By Selina Sui
The issue of medical negligence has been a widely debated area in Malaysia especially in the recent years as the number of these cases has been rising uncontrollably.
Medical negligence has been defined as an act or omission (or failure to act) by a medical professional that deviates from the accepted medical standard of care. In the context of medical negligence, medical practitioners owe a duty or medical standard of care to their patients. This duty of care is more distinctly defined as the level and type of care that a reasonably competent and skilled health care professional with a similar background and in the same medical community would have provided under the circumstances that led to the alleged medical negligence. Therefore, in medical negligence cases, it is essential for patients to prove that medical practitioners have failed to meet the required duty of care.

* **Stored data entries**
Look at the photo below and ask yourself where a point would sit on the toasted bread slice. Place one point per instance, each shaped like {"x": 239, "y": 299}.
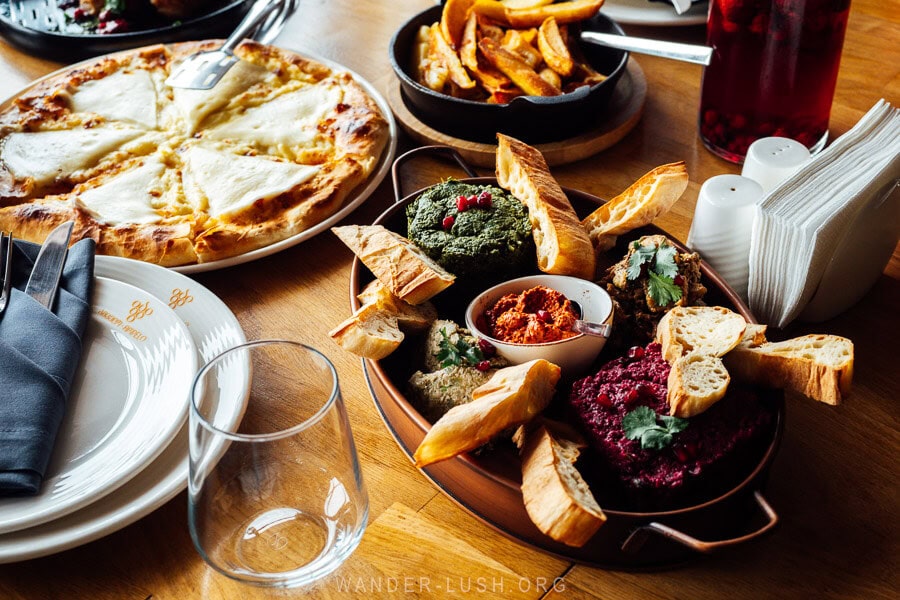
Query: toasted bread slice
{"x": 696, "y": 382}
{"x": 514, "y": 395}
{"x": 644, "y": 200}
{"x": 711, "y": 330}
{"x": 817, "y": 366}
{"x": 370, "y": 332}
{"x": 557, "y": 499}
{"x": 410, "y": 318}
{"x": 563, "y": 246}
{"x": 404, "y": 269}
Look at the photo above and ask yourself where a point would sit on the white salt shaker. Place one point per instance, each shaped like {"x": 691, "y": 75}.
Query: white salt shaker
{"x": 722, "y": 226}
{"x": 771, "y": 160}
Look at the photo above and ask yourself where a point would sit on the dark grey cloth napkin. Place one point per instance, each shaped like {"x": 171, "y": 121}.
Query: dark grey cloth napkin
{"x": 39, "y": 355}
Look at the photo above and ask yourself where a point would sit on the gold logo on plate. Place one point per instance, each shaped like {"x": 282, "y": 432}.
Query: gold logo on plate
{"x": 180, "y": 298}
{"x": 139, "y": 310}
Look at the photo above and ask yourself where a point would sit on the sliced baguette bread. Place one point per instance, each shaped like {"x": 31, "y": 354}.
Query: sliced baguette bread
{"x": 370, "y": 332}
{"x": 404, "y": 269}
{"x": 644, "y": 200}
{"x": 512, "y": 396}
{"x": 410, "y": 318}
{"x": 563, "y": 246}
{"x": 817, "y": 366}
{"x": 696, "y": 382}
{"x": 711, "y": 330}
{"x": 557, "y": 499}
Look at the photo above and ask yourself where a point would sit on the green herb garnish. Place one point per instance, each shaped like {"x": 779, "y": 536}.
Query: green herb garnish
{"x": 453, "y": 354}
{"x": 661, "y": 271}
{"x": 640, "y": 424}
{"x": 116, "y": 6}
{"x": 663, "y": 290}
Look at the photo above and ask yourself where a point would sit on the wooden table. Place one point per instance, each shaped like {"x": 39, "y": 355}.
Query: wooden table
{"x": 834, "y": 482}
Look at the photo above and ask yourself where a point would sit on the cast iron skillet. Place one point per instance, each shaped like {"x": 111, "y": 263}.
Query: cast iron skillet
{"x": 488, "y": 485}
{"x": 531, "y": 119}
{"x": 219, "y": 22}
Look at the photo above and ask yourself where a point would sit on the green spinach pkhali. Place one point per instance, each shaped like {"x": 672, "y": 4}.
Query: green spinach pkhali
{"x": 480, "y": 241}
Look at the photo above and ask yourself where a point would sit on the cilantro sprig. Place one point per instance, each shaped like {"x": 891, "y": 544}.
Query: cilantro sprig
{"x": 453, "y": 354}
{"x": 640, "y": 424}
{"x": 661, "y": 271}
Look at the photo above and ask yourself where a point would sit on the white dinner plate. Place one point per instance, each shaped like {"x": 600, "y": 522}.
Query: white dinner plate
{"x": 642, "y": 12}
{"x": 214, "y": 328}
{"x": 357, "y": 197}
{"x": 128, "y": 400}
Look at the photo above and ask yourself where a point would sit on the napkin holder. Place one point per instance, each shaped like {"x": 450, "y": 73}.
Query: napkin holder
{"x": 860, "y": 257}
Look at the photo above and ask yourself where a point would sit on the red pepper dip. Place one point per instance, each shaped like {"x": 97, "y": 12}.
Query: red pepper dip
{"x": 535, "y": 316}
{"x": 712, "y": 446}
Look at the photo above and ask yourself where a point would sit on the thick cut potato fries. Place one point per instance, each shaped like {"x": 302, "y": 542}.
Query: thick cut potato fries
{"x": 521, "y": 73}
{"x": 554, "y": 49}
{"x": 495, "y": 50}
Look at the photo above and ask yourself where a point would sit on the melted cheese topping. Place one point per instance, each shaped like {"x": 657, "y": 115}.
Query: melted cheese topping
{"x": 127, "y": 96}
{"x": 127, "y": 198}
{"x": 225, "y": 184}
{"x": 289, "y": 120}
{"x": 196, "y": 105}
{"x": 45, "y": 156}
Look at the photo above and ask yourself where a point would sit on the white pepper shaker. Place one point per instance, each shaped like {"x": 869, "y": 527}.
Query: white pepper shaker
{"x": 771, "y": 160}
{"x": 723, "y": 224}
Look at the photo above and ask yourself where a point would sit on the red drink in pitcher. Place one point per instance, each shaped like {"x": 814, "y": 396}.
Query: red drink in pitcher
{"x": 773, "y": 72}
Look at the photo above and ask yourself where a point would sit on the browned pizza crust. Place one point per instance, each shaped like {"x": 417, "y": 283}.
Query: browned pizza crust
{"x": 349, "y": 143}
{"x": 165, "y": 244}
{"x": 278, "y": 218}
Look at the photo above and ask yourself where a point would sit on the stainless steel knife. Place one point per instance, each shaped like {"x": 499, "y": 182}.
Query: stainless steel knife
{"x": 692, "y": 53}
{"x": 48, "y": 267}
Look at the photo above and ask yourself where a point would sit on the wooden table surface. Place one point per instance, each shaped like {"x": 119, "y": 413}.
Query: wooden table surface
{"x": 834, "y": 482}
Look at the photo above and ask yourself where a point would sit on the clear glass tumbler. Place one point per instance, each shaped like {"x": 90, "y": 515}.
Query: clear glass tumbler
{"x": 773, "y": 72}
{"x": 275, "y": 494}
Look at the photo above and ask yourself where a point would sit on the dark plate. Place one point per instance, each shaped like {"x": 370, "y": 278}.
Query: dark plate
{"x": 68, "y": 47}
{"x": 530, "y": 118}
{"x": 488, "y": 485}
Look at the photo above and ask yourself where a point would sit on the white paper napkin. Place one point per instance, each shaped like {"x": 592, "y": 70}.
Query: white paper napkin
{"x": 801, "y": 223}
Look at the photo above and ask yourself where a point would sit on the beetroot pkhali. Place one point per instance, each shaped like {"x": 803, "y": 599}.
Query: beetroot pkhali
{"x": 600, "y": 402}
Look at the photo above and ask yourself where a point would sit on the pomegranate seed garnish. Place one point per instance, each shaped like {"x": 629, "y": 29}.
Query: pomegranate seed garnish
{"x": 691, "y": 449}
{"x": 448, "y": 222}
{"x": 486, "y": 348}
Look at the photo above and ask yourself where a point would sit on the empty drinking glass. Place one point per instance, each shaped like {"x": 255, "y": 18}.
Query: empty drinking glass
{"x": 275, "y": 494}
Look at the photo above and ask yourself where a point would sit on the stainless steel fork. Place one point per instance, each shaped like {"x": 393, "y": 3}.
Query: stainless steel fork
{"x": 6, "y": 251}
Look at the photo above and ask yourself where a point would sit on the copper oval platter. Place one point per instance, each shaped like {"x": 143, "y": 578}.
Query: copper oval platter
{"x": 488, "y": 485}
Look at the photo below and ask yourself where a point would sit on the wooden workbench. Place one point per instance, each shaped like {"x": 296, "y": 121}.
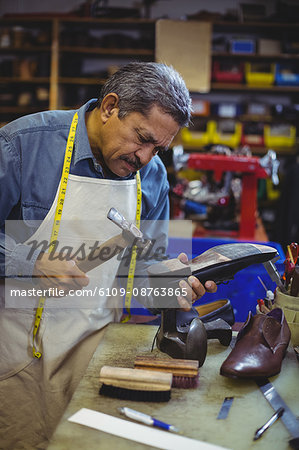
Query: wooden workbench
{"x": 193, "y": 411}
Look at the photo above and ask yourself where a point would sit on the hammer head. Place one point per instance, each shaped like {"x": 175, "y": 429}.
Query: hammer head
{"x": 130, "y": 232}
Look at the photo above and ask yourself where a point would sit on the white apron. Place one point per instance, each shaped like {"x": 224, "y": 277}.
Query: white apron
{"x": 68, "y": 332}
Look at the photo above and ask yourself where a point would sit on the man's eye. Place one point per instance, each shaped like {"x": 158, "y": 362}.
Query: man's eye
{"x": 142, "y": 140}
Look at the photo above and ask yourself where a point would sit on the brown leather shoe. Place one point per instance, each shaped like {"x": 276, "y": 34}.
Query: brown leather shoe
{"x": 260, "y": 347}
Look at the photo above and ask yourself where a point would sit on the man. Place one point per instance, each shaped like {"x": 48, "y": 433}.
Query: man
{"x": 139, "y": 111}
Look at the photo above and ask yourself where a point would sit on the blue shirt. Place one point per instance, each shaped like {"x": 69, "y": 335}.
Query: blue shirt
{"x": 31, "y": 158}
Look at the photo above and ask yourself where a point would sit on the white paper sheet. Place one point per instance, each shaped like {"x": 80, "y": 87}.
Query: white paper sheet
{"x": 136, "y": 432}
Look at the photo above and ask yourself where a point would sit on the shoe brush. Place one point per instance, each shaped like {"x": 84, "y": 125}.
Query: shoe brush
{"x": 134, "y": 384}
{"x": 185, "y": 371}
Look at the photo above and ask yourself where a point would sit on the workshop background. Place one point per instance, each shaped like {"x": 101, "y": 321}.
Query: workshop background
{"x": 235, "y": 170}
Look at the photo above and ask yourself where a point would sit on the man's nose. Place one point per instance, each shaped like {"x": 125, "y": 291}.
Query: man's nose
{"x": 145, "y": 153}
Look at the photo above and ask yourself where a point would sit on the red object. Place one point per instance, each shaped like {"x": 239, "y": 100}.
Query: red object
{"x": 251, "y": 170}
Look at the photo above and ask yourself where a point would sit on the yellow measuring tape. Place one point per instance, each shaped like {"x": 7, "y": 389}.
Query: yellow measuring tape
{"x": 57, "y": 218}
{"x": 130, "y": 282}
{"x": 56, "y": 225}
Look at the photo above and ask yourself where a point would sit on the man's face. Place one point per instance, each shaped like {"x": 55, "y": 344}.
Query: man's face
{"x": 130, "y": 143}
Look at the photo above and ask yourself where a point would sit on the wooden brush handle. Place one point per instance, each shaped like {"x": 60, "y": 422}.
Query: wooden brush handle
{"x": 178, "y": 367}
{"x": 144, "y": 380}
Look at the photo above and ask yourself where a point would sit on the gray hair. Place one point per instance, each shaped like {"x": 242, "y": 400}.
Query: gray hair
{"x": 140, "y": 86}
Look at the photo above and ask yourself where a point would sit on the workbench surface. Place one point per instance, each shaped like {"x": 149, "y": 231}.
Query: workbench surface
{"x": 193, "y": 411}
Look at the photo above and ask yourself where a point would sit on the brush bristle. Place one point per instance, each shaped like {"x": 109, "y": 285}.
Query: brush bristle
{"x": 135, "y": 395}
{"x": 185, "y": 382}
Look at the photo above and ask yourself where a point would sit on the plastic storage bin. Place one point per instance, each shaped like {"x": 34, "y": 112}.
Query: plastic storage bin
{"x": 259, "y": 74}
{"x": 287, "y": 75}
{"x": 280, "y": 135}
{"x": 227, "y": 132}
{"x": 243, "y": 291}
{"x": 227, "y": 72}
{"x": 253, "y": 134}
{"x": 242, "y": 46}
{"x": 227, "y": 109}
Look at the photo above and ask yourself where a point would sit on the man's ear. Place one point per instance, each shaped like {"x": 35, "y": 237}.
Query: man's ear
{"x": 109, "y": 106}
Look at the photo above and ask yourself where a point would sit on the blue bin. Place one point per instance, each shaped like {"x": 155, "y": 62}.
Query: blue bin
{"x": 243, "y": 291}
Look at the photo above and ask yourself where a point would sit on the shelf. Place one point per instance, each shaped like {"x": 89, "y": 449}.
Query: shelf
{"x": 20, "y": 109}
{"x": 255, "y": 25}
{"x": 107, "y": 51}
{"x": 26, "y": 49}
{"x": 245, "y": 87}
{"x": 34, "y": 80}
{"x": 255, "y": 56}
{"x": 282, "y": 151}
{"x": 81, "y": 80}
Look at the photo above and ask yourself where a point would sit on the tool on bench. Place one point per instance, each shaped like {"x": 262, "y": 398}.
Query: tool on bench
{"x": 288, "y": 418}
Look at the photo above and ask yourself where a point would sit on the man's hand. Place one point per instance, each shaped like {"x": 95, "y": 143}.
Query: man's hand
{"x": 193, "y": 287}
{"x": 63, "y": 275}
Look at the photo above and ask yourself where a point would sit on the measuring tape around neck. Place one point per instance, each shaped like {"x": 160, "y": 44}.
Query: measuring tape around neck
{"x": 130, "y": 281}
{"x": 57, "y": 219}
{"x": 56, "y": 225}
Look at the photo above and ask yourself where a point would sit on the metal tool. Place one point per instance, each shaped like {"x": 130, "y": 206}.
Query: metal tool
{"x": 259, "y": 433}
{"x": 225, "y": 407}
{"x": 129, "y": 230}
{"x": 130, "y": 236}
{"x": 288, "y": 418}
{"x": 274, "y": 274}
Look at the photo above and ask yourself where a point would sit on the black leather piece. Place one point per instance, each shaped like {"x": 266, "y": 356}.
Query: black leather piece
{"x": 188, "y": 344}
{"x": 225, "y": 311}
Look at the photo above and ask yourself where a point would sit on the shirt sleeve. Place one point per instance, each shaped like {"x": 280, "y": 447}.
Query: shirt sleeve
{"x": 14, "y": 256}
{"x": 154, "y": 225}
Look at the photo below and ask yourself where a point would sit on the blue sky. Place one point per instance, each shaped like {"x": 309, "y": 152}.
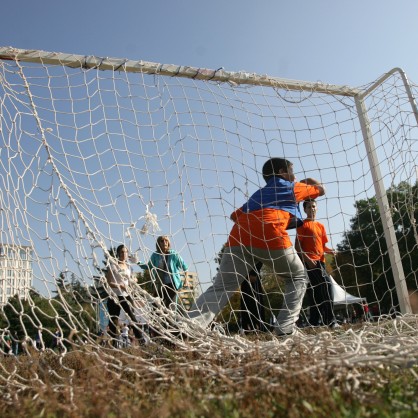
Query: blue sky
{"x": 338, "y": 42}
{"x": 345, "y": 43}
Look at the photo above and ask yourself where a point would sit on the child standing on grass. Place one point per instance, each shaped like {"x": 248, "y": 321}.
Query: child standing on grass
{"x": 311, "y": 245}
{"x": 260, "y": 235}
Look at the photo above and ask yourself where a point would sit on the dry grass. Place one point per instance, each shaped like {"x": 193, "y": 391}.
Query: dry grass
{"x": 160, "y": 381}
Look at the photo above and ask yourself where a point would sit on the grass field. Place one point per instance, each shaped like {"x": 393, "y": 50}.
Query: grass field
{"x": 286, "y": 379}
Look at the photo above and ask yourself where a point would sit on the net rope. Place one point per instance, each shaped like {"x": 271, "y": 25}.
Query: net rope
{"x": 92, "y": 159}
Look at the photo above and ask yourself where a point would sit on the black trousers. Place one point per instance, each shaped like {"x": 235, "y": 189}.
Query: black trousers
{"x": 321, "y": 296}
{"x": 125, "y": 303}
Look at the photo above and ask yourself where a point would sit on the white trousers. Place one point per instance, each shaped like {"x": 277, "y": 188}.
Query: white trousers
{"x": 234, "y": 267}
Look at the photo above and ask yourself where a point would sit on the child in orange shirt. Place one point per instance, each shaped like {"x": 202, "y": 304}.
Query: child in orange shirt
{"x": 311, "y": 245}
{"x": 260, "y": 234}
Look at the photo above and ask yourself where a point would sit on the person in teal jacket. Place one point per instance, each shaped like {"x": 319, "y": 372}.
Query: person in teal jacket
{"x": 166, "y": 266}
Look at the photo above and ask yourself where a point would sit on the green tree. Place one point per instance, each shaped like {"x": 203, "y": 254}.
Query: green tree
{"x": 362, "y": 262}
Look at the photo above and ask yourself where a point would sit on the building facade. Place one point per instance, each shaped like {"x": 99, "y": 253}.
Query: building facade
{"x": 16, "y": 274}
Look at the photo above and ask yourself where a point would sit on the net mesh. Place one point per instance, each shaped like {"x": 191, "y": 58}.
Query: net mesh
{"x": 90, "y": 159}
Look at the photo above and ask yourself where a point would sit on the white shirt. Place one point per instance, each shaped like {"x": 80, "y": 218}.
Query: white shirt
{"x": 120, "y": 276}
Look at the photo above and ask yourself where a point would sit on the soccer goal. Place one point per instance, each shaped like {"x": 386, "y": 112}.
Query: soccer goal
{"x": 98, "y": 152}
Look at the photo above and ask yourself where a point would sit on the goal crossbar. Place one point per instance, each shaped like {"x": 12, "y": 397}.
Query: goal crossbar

* **Check your understanding**
1: In the passage on medical negligence, rewrite the part that opens with the words containing "By Selina Sui" and closes with "been rising uncontrollably.", replacing "Malaysia" with "Singapore".
2: Extend the passage on medical negligence, picking up right after its last sentence.
The items above are separate material and not part of the passage on medical negligence.

* **Answers**
1:
By Selina Sui
The issue of medical negligence has been a widely debated area in Singapore especially in the recent years as the number of these cases has been rising uncontrollably.

2:
In Malaysia, there have been countless criticisms on imposing the burden of proof on patients to prove that medical practitioners have breached their recognised duty of care. This burden is such an onerous one because layman patients who lack the skills and expertise will first have to establish the professional standard of care of medical practitioners which is beyond their abilities. Furthermore, medical practitioners who can prove that they have done what is endorsed by a responsible body of medical opinion in the relevant specialty at the time of the alleged offence will be absorbed of this offence. According to Dr Mohd Khairie Ahmad and Dr Rohana Abdul Rahman from Universiti Utara Malaysia, this is an unfair standard set by the medical profession with very little interference from the courts and this standard should therefore be more strictly evaluated to allow for more judicial intervention. They suggest that the courts should adopt a more interventionist approach by setting an objective legal standard of care that should apply in all medical negligence litigation rather than relying mainly on expert evidence provided by the medical profession as per the case of Bolitho v City and Hackney Health Authority (1997).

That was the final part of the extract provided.